Recorded data:
════════
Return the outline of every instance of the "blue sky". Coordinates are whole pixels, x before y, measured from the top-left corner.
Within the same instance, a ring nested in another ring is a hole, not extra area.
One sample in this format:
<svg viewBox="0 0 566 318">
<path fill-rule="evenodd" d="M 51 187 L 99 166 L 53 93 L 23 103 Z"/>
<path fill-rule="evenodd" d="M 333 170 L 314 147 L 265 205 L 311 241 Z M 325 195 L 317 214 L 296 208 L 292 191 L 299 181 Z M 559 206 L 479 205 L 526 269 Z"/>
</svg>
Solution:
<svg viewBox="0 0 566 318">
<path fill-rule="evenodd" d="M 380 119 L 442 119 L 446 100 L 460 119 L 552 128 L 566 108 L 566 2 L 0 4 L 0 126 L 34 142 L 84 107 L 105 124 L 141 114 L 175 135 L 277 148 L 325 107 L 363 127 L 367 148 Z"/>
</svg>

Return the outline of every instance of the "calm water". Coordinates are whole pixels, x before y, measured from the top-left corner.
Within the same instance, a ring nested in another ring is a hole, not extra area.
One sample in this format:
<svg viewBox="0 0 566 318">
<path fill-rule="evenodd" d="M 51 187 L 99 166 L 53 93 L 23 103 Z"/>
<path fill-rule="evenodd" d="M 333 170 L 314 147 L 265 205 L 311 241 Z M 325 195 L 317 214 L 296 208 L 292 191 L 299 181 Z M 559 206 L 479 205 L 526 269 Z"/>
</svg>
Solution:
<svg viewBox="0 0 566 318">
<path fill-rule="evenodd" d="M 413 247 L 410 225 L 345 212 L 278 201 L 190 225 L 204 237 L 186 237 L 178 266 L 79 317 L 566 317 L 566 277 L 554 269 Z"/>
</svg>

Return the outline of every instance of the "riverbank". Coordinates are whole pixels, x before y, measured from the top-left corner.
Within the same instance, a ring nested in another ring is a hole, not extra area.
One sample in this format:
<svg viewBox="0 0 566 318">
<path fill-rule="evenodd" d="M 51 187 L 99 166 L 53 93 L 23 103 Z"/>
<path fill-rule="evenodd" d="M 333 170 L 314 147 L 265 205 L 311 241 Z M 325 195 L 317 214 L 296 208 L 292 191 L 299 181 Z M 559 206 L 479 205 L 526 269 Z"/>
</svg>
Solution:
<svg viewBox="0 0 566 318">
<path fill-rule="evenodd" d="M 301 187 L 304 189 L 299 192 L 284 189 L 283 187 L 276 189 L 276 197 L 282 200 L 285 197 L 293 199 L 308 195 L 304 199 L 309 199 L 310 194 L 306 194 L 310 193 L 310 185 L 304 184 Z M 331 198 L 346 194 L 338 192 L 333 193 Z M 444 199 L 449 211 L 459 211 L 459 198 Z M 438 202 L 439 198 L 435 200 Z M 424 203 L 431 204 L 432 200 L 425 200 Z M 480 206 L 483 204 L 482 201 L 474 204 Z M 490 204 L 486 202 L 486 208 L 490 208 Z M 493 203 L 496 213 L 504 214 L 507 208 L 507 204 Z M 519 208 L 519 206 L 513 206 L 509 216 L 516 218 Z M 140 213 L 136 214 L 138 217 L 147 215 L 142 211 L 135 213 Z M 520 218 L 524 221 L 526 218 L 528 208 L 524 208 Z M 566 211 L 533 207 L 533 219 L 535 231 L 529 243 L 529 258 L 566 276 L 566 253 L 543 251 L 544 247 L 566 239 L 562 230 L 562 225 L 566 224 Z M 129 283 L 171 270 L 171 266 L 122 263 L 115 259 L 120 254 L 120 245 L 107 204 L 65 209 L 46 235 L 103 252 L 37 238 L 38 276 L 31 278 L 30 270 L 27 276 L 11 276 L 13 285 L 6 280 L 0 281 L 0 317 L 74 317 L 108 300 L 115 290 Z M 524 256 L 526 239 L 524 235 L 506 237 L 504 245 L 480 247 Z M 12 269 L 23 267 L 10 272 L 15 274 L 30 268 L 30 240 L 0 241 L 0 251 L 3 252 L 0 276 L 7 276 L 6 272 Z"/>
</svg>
════════
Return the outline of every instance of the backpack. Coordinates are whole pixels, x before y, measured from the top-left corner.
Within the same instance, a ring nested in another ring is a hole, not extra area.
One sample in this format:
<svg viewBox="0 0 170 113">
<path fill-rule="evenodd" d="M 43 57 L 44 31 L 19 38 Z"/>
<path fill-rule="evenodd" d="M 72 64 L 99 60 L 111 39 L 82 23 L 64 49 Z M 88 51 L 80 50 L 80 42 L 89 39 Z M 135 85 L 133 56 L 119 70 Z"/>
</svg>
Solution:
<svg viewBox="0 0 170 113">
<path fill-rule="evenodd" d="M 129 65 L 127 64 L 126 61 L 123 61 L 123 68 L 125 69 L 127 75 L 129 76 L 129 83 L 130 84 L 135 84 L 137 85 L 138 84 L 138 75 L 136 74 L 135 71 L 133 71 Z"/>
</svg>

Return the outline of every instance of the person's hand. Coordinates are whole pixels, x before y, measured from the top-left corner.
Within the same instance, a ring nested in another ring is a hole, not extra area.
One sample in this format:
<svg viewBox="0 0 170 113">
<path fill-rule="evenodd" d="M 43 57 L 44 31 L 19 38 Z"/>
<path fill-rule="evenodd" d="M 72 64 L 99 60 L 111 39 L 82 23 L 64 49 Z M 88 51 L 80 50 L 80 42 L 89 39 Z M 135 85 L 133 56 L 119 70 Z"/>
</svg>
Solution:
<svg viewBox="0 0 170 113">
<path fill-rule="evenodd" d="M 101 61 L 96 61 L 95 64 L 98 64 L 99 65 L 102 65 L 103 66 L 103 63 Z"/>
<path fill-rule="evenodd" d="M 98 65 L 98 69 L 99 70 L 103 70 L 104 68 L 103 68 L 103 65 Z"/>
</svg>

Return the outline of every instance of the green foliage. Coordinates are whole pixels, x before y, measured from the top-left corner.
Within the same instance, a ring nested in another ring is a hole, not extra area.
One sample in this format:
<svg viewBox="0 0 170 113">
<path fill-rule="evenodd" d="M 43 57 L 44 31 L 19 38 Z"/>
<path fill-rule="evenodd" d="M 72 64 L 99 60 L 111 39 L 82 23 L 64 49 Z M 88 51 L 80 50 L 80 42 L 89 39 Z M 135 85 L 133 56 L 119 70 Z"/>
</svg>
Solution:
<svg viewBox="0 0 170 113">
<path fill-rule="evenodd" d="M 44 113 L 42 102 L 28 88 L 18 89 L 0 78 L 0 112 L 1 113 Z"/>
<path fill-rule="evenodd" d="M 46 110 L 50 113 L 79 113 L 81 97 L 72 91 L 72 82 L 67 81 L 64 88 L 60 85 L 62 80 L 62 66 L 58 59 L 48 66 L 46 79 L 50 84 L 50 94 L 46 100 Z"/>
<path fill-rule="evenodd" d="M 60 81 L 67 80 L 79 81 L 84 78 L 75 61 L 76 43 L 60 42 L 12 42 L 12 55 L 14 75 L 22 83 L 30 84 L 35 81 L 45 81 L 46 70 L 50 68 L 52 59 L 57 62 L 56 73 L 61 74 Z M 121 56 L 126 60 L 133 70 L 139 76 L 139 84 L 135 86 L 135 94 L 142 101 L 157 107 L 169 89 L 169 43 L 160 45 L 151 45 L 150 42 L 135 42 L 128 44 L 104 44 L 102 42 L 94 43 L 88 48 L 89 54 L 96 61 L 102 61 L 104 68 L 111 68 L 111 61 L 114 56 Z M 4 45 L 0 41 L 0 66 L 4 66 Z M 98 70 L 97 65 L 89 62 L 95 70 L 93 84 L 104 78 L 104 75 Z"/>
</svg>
════════
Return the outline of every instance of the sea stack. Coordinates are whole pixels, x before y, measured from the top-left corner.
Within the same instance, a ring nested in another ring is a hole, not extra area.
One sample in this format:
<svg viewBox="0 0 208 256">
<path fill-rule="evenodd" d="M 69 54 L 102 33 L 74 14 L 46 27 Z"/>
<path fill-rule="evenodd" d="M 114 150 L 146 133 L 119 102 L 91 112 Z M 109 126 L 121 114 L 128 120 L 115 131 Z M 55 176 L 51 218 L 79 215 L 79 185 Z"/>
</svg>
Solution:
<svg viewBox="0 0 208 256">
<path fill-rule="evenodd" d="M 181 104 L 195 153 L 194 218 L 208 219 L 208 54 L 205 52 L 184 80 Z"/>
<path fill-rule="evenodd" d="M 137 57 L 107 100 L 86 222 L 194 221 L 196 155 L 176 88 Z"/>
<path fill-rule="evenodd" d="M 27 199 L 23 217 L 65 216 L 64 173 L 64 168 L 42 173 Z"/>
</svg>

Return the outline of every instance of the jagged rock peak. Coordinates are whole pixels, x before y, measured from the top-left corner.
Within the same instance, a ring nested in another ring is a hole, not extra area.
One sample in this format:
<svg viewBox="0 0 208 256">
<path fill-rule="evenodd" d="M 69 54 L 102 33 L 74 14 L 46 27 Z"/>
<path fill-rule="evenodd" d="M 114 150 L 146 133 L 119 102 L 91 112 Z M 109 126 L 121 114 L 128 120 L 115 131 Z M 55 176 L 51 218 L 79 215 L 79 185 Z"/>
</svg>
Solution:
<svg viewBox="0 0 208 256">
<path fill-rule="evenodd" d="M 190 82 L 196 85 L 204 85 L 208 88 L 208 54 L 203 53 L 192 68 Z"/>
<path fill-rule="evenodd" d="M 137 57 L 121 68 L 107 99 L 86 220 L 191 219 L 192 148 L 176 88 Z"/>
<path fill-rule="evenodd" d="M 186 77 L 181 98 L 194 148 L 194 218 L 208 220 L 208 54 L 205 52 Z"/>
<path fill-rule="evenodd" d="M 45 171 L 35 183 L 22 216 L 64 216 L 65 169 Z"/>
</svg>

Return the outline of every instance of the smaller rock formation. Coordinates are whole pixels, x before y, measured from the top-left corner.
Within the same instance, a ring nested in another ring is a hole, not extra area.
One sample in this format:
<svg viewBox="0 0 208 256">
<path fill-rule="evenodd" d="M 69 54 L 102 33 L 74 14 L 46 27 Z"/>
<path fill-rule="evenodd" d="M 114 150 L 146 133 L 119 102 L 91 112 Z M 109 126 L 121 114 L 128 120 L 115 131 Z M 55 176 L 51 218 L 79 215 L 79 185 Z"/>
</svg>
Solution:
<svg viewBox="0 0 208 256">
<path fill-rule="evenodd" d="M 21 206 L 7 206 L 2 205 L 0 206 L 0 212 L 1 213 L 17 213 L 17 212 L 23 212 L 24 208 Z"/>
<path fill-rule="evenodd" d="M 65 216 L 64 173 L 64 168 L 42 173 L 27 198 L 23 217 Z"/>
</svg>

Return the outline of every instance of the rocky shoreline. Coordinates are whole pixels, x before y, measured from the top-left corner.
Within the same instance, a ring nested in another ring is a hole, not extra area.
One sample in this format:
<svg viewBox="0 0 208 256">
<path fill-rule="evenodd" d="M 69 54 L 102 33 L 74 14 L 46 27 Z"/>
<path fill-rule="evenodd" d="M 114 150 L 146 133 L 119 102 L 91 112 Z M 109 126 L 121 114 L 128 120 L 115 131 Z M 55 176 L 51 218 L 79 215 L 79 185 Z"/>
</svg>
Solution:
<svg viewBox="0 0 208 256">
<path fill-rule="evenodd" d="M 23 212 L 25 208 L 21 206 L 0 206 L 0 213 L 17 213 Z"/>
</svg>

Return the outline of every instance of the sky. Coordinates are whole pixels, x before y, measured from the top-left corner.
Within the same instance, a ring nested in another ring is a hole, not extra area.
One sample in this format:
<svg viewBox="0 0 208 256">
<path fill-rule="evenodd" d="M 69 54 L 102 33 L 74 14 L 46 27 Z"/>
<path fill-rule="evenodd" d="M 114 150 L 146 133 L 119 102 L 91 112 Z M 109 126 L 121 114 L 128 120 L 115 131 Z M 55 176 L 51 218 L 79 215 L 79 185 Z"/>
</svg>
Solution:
════════
_Problem description_:
Pull out every line of the records above that contains the word "from", matching case exactly.

_Result_:
Return the outline of every instance of the "blue sky". Coordinates are whole pixels, x before y, measured from the top-left corner.
Return the outline of every instance of the "calm water". Coordinates are whole pixels, x before y, measured from the top-left corner.
Return the outline of every instance of the "riverbank". Coordinates are whole pixels, x before y, measured from the top-left corner.
Return the outline of every instance of the backpack. Coordinates are whole pixels, x before y, measured from the top-left corner.
Return the outline of every instance of the person's hand. Coordinates are whole pixels, x before y, measured from the top-left corner.
Return the outline of every instance of the green foliage. Coordinates are whole pixels, x before y, measured from the top-left corner.
Return the outline of every instance of the sea stack. Coordinates are whole pixels, x before y, measured from the top-left corner.
Return the outline of every instance of the jagged rock peak. Coordinates are whole pixels, x before y, measured from the top-left corner.
Return the outline of every instance of the smaller rock formation. Coordinates are whole pixels, x before y, measured from the top-left corner.
Return the outline of every instance of the rocky shoreline. Coordinates are whole pixels, x before y, measured from the top-left corner.
Return the outline of every instance of the sky. Coordinates are whole pixels, x before y, measured from the top-left corner.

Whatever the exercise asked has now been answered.